▶ **SHORT EXERCISE**:
Render every line of the rows below as a JSON list of strings, one string per line, omitting blank lines.

▶ **RECORDS FOR THE EXERCISE**:

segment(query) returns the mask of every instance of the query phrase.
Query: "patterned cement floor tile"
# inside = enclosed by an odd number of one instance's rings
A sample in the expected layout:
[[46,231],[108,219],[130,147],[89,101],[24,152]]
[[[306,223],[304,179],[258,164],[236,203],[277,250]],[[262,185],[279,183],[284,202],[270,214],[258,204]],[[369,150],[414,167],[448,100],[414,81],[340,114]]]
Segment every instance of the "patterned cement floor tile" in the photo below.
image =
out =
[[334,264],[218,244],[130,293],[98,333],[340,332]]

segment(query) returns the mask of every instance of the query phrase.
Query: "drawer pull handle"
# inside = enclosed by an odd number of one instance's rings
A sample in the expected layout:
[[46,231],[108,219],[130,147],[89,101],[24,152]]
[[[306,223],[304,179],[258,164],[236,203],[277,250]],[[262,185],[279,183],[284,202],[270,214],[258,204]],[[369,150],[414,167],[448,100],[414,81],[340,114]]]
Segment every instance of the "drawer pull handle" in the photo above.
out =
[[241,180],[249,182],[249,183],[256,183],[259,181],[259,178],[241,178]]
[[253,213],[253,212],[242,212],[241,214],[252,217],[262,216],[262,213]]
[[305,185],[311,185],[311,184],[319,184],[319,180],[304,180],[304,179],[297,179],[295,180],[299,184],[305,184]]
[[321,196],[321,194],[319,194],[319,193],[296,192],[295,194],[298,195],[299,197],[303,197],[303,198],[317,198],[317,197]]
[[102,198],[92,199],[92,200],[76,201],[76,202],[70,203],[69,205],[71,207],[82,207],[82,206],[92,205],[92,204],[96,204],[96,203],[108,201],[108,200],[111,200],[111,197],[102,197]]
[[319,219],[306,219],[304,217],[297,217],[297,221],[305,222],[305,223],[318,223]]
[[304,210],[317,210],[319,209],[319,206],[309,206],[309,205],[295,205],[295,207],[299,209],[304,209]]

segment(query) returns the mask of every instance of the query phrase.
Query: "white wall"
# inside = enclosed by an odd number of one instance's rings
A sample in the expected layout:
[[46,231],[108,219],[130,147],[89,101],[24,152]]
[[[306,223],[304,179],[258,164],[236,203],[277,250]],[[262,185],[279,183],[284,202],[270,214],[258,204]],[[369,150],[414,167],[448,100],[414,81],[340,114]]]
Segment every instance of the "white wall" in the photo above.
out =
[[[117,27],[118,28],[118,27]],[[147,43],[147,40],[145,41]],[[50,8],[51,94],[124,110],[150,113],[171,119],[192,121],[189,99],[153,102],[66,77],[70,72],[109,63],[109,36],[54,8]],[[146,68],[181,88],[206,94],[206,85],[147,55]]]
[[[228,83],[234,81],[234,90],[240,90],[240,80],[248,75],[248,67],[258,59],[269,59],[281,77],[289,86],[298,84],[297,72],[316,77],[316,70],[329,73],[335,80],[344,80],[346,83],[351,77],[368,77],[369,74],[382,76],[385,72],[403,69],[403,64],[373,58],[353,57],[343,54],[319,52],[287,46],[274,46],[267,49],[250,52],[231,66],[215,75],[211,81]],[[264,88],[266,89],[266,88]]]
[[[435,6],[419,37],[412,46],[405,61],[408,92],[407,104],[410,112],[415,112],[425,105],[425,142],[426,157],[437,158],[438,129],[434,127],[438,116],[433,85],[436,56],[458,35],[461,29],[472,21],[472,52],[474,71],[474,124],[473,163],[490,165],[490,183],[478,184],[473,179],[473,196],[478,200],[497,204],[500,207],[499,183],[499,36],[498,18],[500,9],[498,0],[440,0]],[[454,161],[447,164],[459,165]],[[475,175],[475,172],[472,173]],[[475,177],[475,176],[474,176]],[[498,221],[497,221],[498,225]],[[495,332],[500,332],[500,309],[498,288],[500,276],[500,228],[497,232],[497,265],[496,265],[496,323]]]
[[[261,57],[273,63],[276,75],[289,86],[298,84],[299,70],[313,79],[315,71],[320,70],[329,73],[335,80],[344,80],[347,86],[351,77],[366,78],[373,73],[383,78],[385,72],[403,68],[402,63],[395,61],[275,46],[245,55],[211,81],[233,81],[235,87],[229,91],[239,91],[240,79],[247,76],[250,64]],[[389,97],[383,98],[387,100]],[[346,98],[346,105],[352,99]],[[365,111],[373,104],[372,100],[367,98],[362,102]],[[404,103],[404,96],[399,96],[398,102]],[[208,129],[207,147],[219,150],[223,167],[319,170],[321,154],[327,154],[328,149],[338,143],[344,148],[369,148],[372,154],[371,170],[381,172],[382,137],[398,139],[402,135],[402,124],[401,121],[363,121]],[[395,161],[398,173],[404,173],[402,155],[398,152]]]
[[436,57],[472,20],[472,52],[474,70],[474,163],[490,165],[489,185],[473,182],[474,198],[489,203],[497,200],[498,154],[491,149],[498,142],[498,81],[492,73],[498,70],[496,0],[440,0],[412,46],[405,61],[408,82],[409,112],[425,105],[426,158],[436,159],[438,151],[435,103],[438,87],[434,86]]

▶ **THE COMPLETED TASK**:
[
  "segment(query) returns the mask of every instance of the query phrase.",
  "Query: \"patterned cement floor tile\"",
  "# inside = enclosed by an odd number of one instance's rings",
  "A sample in the expected layout:",
  "[[46,231],[108,219],[130,147],[89,101],[24,152]]",
  "[[[306,223],[304,179],[258,164],[236,203],[277,250]],[[262,185],[279,183],[284,202],[270,214],[258,204]],[[369,150],[414,167],[448,100],[414,81],[340,114]]]",
  "Segment every instance of the \"patterned cement floor tile\" in the photo below.",
  "image =",
  "out =",
  "[[334,264],[218,244],[130,293],[98,333],[340,332]]",
  "segment(query) returns the mask of every instance of the query phrase.",
  "Query: \"drawer pull handle\"",
  "# inside = enclosed by an odd number of one instance's rings",
  "A sample in the expected layout:",
  "[[46,231],[108,219],[130,147],[89,101],[24,152]]",
  "[[[306,223],[304,179],[258,164],[236,203],[277,250]],[[262,185],[279,183],[284,202],[270,214],[258,204]],[[369,150],[414,167],[448,100],[414,81],[340,114]]]",
  "Segment every instance of the \"drawer pull handle\" in the photo above.",
  "out =",
  "[[241,180],[249,182],[249,183],[256,183],[259,181],[259,178],[241,178]]",
  "[[253,213],[253,212],[242,212],[241,214],[252,217],[262,216],[262,213]]",
  "[[305,185],[311,185],[311,184],[319,184],[319,180],[304,180],[304,179],[297,179],[295,180],[299,184],[305,184]]",
  "[[321,196],[321,194],[319,194],[319,193],[296,192],[295,194],[298,195],[299,197],[303,197],[303,198],[317,198],[317,197]]",
  "[[102,198],[92,199],[92,200],[76,201],[76,202],[70,203],[69,205],[71,207],[82,207],[82,206],[92,205],[92,204],[96,204],[96,203],[108,201],[108,200],[111,200],[111,197],[102,197]]",
  "[[319,219],[306,219],[304,217],[297,217],[297,221],[305,222],[305,223],[318,223]]",
  "[[304,210],[317,210],[319,209],[319,206],[309,206],[309,205],[295,205],[295,207],[299,209],[304,209]]",
  "segment(query) returns the mask of every instance of the query phrase.",
  "Query: \"white wall\"",
  "# inside = enclosed by an odd number of one instance's rings",
  "A sample in the expected layout:",
  "[[46,231],[108,219],[130,147],[89,101],[24,152]]",
  "[[[306,223],[304,179],[258,164],[236,203],[277,250]],[[262,185],[279,183],[284,202],[270,214],[258,204]],[[369,150],[414,167],[448,100],[414,81],[340,114]]]",
  "Segment every instance of the \"white wall\" in the photo above.",
  "out =",
  "[[[117,27],[118,28],[118,27]],[[147,43],[147,40],[145,41]],[[50,8],[51,94],[124,110],[150,113],[171,119],[192,121],[189,99],[153,102],[66,77],[70,72],[109,63],[109,36],[54,8]],[[146,68],[181,88],[206,94],[206,85],[147,55]]]",
  "[[[228,83],[234,81],[234,90],[240,90],[240,80],[248,75],[248,67],[258,59],[269,59],[281,77],[289,86],[298,84],[297,72],[316,77],[316,70],[329,73],[335,80],[344,80],[346,83],[351,77],[368,77],[369,74],[382,76],[385,72],[403,69],[403,64],[373,58],[353,57],[343,54],[319,52],[287,46],[274,46],[267,49],[250,52],[231,66],[215,75],[211,81]],[[264,88],[266,89],[266,88]]]",
  "[[[435,6],[419,37],[412,46],[405,61],[408,92],[407,104],[410,112],[415,112],[425,105],[425,142],[426,157],[437,158],[438,129],[434,127],[438,116],[433,85],[436,56],[458,35],[461,29],[472,21],[472,52],[474,71],[474,124],[473,163],[490,165],[490,183],[478,184],[473,179],[473,196],[478,200],[497,204],[500,207],[499,183],[499,36],[498,18],[500,9],[498,0],[440,0]],[[454,161],[447,164],[459,165]],[[475,175],[475,172],[472,173]],[[475,177],[475,176],[474,176]],[[498,221],[497,221],[498,225]],[[495,332],[500,332],[500,309],[498,288],[500,276],[500,228],[497,232],[497,265],[496,265],[496,323]]]",
  "[[[261,57],[273,63],[276,75],[289,86],[298,84],[299,70],[313,79],[315,71],[320,70],[329,73],[335,80],[344,80],[347,86],[351,77],[366,78],[373,73],[383,78],[385,72],[403,68],[402,63],[395,61],[275,46],[245,55],[211,81],[233,81],[235,87],[229,91],[239,91],[240,79],[247,76],[250,64]],[[389,97],[383,98],[387,100]],[[346,98],[346,105],[352,99]],[[365,111],[373,104],[372,100],[367,98],[362,102]],[[404,103],[404,96],[399,96],[398,102]],[[208,129],[207,147],[219,150],[223,167],[319,170],[321,154],[327,154],[328,149],[338,143],[344,148],[369,148],[372,154],[371,170],[381,172],[382,137],[398,139],[402,135],[402,124],[401,121],[363,121]],[[395,161],[398,173],[404,173],[402,155],[398,152]]]",
  "[[436,57],[472,20],[472,52],[474,70],[474,163],[490,165],[489,185],[473,182],[474,198],[489,203],[497,200],[498,154],[491,149],[498,142],[498,81],[492,73],[498,70],[496,0],[440,0],[412,46],[405,61],[408,82],[409,112],[425,105],[426,158],[436,159],[438,151],[435,103],[438,87],[434,86]]"
]